» **WHAT NEEDS TO BE DONE**
How many lines in the items below contain the word "flower"? Reply with the number alone.

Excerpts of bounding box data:
==================================================

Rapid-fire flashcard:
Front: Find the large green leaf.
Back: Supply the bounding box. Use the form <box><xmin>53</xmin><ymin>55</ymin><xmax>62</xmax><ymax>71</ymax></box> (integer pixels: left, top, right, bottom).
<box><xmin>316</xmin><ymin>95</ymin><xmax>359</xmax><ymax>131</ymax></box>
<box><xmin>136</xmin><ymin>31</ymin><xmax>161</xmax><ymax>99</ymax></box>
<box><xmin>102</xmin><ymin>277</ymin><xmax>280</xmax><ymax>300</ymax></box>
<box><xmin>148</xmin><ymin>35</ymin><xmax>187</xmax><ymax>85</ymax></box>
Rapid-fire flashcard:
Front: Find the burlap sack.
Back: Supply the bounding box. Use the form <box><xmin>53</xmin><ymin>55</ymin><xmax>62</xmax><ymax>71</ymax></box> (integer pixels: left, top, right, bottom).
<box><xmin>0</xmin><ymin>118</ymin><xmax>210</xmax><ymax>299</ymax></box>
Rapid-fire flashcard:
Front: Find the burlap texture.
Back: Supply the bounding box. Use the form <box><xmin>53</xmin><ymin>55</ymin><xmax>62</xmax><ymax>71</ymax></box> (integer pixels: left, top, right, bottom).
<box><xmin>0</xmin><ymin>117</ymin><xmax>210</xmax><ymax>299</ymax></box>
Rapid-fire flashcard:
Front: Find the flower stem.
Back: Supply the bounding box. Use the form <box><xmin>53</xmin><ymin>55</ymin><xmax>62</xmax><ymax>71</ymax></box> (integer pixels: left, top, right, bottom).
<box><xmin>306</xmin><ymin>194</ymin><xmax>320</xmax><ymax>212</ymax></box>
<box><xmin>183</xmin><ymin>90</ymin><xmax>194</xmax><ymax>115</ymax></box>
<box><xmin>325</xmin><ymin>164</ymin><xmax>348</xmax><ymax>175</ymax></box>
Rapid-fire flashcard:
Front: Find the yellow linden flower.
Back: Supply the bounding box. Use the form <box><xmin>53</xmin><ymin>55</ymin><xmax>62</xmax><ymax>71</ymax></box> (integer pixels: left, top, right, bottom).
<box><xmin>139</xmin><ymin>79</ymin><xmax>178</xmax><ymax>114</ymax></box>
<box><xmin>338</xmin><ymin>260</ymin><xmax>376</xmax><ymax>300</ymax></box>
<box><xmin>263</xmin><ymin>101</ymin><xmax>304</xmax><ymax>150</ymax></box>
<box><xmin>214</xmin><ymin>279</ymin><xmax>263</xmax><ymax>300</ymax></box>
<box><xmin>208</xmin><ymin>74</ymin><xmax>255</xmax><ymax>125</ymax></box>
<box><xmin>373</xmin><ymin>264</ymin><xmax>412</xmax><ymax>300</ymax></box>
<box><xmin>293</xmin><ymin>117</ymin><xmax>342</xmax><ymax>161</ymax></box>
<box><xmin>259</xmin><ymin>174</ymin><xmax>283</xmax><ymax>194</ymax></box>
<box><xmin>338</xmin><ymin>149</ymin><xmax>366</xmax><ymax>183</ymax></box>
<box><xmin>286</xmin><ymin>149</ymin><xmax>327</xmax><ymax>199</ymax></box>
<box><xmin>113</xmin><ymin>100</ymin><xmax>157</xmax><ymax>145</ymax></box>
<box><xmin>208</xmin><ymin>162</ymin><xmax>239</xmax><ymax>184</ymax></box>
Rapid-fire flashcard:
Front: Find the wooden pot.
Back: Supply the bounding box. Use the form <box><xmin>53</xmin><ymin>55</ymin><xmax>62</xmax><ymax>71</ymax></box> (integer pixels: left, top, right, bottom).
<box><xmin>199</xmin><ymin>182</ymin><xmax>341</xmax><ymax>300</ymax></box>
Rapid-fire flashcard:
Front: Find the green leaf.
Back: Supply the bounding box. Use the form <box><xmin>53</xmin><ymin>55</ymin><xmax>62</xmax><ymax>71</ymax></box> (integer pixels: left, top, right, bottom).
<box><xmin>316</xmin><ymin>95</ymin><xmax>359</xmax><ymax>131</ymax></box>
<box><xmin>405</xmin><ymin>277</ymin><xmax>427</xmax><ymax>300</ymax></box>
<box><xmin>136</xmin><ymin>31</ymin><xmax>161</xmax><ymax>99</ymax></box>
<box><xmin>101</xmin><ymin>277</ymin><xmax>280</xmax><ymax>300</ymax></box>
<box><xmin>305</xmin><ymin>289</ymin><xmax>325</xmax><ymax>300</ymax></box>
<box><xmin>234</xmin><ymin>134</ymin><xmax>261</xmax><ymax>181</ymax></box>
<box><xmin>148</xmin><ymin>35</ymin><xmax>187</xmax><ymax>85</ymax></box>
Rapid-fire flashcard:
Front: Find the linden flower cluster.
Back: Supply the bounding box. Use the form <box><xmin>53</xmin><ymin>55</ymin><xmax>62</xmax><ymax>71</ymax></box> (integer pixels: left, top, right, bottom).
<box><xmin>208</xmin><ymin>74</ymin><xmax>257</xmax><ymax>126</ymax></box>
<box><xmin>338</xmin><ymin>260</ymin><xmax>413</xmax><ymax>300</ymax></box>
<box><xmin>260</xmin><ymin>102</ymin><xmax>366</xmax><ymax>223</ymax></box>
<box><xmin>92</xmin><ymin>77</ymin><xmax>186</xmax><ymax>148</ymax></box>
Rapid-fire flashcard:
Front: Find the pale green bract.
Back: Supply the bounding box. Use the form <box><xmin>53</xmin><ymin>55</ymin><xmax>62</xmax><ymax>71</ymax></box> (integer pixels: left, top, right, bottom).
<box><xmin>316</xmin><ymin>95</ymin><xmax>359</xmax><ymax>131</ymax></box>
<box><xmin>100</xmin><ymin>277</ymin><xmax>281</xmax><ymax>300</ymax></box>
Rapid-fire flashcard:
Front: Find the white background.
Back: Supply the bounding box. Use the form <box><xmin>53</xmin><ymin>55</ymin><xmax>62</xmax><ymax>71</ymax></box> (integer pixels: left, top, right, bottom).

==================================================

» **SOLUTION TO THE PROBLEM**
3